▶ Required task 1:
How would you put this sentence from the write-up on Criteo's VictoriaMetrics setup into Spanish: "It effortlessly handles the ingestion of 2 million datapoints per second per host without flinching."?
▶ Required task 2:
How might the write-up on Criteo's VictoriaMetrics setup go on after its final sentence? Write the next passage.

The good thing about having one cluster per retention window is that it is easy to scale and tune each according to their ingestion rate. It is for example possible to rely on different node flavors to optimize costs/performance ratios like in a hot-warm-cold Elasticsearch architecture.

Then it’s just one pair of vminsert per cluster with the default configuration. If a vmstorage is down the vminsert simply redirect the write to another node

Read path

As much as we like some features of MetricsQL (like the better handling of rate extrapolation, or WITH templates) we wanted to avoid vendor locking. Our user base is wide, basically everybody in the Criteo R&D has to deal with metrics at some point, they already have to know Graphite and PromQL so we wanted to avoid them having to worry about subtilities like when you can or cannot use MetricsQL. To do so we forked vmauth and added a PromQL check to ensure only PromQL queries are being evaluated. Additionally, we implemented a replay mechanism that duplicates queries to our backup cluster, allowing us to perform proper load testing after maintenance operations, such as version upgrades.

vmselect nodes are able to target vmstorage nodes from all clusters at once and that’s basically all we needed to unify the three layers of retention.

We kept all configuration parameters to their default values for vmselect nodes, they are able to run queries over a maximum of 300k timeseries whereas BigGraphite has a limit at 7k which is a pretty big quality of life improvement for troubleshooting big applications.

Are we satisfied?

Absolutely! In terms of stability and reliability, SLAs speak for themselves, we proudly display >0.998% availability over a year so we do sleep really well

In terms of performance, VictoriaMetrics has exceeded our expectations. It effortlessly handles the ingestion of 2 million datapoints per second per host without flinching. Even when fetching 300,000 timeseries for troubleshooting queries, the response remains impressively fast. The Grafana Metrics browser is highly responsive, enabling smooth exploration of available metrics. Furthermore, the VictoriaMetrics team has always been highly responsive and frequently releases updates, continuously pushing the boundaries of what the system can achieve.

▶ Data shown:
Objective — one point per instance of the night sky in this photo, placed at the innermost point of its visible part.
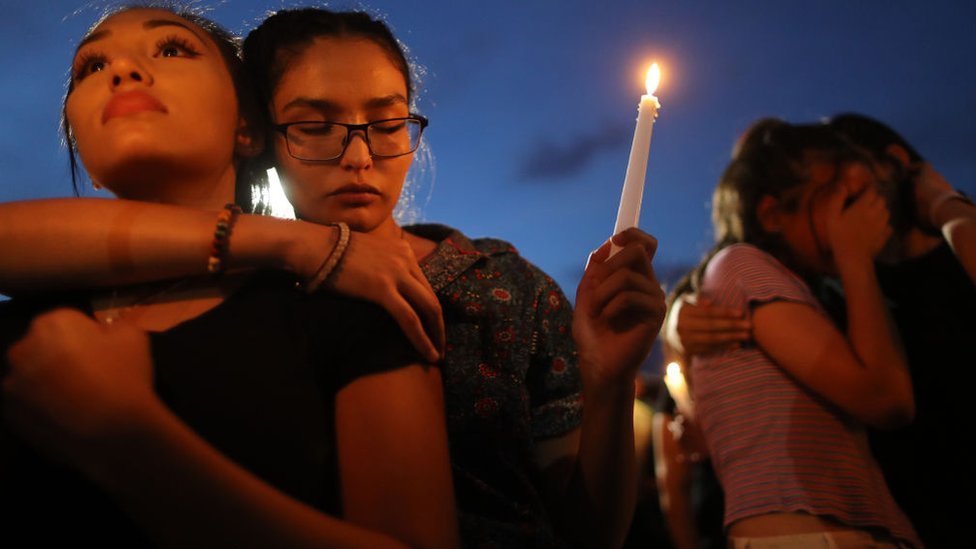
(532, 104)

▶ Final result 1:
Gestiona sin esfuerzo la ingesta de 2 millones de puntos de datos por segundo por host sin inmutarse.

▶ Final result 2:
Did we suffer from the lesser compatibility with PromQL ? No, to be honest, if you only run PromQL on it it makes little to no difference and when it did we found that it was for the better most often than not.

Last but not least, in terms of costs we are able to store about 15 times more datapoints for about four times less infra costs with better SLAs than with BigGraphite.

VictoriaMetrics : 15 computes + 46 storage for 20T datapoints
BigGraphite : 226 Computes + 156 storage for 1.3T datapoints

What could be improved?

No solution is perfect so here what’s we think is perfectible:

  1. Currently, replacing a vmstorage node is a manual process that involves data copying as VictoriaMetrics does not support cluster rebalancing. However, our storage servers have a very low failure rate so for now we had to perform this action only once.
  2. VictoriaMetrics is able to ingest data in the past but it requires to clear the vmselect cache to be sure that the newly ingested data is available
  3. Our development teams, responsible for libraries, SDKs, and frameworks, would greatly appreciate the ability to query data from all tenants without having to federate and duplicate metrics in their respective tenants. This functionality could potentially be achieved through the use of tools like GitHub — jacksontj/promxy: An aggregating proxy to enable HA prometheus, which has recently shown signs of renewed activity.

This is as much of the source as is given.